====== Task input

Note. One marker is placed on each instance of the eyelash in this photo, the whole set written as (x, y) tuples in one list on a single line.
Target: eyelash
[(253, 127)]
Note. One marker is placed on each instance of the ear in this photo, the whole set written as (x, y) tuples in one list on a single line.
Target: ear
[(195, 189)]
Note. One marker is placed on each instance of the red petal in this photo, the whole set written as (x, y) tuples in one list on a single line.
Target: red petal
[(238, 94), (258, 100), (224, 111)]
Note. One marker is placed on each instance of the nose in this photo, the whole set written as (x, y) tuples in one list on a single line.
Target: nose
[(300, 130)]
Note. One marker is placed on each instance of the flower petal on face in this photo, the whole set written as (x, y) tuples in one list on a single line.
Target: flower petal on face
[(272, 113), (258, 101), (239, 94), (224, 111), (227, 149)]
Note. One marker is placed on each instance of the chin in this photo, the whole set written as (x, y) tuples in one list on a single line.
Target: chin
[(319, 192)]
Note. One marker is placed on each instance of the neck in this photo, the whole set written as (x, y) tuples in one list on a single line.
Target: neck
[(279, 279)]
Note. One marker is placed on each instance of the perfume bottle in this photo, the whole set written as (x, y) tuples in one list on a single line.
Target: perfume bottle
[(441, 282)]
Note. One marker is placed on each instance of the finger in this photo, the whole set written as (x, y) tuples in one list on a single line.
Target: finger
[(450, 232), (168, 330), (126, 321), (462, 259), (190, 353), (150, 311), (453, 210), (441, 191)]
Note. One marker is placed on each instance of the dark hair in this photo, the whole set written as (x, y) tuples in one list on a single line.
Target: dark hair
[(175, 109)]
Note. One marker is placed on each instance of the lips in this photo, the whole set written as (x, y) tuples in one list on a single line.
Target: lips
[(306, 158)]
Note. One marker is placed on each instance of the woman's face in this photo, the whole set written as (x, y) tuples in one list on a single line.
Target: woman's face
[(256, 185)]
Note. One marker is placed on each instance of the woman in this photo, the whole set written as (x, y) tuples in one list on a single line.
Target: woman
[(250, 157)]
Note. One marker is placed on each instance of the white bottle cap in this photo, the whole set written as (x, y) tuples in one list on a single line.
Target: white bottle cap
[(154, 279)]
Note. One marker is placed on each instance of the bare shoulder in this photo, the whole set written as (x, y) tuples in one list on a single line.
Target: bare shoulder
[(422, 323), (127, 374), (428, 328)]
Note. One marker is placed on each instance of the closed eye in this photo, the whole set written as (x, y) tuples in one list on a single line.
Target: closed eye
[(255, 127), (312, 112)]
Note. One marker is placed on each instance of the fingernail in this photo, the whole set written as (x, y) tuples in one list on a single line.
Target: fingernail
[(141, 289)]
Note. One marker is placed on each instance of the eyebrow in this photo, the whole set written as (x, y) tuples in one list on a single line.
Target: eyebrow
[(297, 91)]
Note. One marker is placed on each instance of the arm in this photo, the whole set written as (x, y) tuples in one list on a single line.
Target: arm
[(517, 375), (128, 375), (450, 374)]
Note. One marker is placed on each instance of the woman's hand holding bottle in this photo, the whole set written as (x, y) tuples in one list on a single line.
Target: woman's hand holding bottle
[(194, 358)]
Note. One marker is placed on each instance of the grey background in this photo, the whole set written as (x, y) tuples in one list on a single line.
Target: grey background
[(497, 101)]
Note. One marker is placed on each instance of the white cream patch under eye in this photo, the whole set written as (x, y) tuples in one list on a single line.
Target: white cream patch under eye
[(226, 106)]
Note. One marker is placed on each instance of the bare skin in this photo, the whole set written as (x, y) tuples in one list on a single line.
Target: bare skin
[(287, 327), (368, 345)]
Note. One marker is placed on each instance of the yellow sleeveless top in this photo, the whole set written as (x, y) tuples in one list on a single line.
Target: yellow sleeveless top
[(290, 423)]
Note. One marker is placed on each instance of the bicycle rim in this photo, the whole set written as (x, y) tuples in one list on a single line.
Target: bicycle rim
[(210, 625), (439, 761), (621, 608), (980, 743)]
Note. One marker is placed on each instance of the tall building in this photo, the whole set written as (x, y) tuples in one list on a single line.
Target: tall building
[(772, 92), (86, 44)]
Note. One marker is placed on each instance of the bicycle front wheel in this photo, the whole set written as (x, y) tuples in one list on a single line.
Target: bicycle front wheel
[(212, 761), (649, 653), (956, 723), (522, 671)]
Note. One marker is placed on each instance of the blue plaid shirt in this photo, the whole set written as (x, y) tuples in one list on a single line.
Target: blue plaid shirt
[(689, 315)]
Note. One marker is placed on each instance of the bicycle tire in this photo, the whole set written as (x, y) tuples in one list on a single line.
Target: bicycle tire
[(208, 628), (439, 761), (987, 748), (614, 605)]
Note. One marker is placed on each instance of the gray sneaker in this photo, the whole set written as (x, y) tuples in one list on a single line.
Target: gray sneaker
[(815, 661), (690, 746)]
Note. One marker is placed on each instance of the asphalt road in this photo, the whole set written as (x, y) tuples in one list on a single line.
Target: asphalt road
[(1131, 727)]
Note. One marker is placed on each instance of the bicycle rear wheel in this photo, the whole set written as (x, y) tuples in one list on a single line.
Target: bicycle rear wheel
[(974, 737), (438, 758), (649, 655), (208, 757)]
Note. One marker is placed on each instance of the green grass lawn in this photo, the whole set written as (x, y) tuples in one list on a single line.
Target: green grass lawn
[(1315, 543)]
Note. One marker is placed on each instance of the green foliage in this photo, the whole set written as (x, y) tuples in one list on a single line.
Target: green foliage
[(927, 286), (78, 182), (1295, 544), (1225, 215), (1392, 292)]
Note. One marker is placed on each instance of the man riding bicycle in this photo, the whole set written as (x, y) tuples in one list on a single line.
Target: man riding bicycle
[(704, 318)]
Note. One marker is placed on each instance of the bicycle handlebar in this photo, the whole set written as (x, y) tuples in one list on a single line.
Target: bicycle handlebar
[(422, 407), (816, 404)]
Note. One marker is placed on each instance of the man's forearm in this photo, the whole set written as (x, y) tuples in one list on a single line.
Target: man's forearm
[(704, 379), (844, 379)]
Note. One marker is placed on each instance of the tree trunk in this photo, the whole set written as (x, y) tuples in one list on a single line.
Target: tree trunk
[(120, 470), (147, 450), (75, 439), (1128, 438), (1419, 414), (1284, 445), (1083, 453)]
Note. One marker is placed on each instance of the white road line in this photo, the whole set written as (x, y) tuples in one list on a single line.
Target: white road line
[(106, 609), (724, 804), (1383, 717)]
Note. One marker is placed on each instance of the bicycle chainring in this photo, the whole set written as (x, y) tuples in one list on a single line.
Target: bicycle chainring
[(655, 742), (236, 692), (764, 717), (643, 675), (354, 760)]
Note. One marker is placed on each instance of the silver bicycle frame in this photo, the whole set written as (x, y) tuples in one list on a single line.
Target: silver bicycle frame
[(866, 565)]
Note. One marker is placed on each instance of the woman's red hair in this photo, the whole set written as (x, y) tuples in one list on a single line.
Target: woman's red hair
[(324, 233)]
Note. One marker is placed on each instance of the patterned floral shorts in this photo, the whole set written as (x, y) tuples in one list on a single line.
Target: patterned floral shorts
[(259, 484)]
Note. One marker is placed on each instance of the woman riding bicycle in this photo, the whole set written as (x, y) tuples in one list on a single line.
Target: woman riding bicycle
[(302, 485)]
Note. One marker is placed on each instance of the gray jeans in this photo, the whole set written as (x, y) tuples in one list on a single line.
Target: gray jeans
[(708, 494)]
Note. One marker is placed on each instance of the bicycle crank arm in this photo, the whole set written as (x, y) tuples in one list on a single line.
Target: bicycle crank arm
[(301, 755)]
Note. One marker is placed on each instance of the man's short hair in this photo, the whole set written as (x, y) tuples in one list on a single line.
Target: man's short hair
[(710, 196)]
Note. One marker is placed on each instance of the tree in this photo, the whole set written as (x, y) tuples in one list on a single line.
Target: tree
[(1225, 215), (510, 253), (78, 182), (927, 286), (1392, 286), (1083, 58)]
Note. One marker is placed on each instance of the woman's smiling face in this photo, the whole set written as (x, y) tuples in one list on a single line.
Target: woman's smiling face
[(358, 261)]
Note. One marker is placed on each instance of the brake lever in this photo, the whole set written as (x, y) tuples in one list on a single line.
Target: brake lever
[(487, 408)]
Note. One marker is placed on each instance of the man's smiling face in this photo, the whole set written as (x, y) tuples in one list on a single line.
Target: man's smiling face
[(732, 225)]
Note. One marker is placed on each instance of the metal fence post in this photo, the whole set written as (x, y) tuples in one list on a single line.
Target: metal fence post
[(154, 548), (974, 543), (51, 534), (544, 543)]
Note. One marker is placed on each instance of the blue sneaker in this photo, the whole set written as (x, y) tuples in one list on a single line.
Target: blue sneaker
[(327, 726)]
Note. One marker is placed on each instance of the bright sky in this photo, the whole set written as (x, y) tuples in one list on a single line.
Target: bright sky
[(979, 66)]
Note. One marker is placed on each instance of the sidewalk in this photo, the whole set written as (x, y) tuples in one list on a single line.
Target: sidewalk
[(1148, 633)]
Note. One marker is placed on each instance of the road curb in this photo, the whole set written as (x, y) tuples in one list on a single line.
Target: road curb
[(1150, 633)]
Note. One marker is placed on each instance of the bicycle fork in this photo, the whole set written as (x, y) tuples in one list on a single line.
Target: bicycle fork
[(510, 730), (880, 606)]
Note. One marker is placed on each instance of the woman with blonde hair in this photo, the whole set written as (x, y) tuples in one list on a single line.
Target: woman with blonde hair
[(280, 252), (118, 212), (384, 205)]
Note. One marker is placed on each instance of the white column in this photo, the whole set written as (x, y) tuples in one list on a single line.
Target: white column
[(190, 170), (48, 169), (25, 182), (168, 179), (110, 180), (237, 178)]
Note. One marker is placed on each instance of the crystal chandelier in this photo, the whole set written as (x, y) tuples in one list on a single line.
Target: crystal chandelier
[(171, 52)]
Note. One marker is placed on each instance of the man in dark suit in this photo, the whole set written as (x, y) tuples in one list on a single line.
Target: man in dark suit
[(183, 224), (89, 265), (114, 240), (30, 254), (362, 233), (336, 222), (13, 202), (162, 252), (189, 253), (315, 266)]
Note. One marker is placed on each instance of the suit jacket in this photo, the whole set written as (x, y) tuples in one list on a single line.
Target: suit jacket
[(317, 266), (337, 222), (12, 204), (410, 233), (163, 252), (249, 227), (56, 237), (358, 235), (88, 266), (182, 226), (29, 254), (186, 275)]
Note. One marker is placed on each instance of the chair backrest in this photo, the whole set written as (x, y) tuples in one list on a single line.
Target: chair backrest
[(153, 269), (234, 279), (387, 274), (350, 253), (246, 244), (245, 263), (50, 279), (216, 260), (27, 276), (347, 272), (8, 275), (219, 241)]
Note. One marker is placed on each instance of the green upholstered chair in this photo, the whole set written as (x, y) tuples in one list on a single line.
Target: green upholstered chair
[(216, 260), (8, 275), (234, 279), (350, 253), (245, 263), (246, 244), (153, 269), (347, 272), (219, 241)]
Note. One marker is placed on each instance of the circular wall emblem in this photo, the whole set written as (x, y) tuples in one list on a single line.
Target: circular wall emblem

============

» **What to do**: Repeat, word for word, the part of the items that opens with the line containing "the white bottle" and closes with the line containing "[(255, 127), (312, 112)]", including both of those lines.

» **Output for this exercise**:
Note. One marker is placed on each instance of the white bottle cap in this photo, the whole set written as (x, y) tuples in one list on a single line.
Target: white bottle cap
[(154, 279)]
Note. One marker is placed on each instance of the bare shoulder in this photo, the whole set written as (x, y) tuples in one list on a single line.
Target: bare shoulder
[(422, 323), (127, 374), (428, 328)]
Note. One marker is placed on each instance of the closed eye in this photo, the whole set written as (x, y) tuples in one list on a single line.
Target: closed eye
[(255, 127), (312, 112)]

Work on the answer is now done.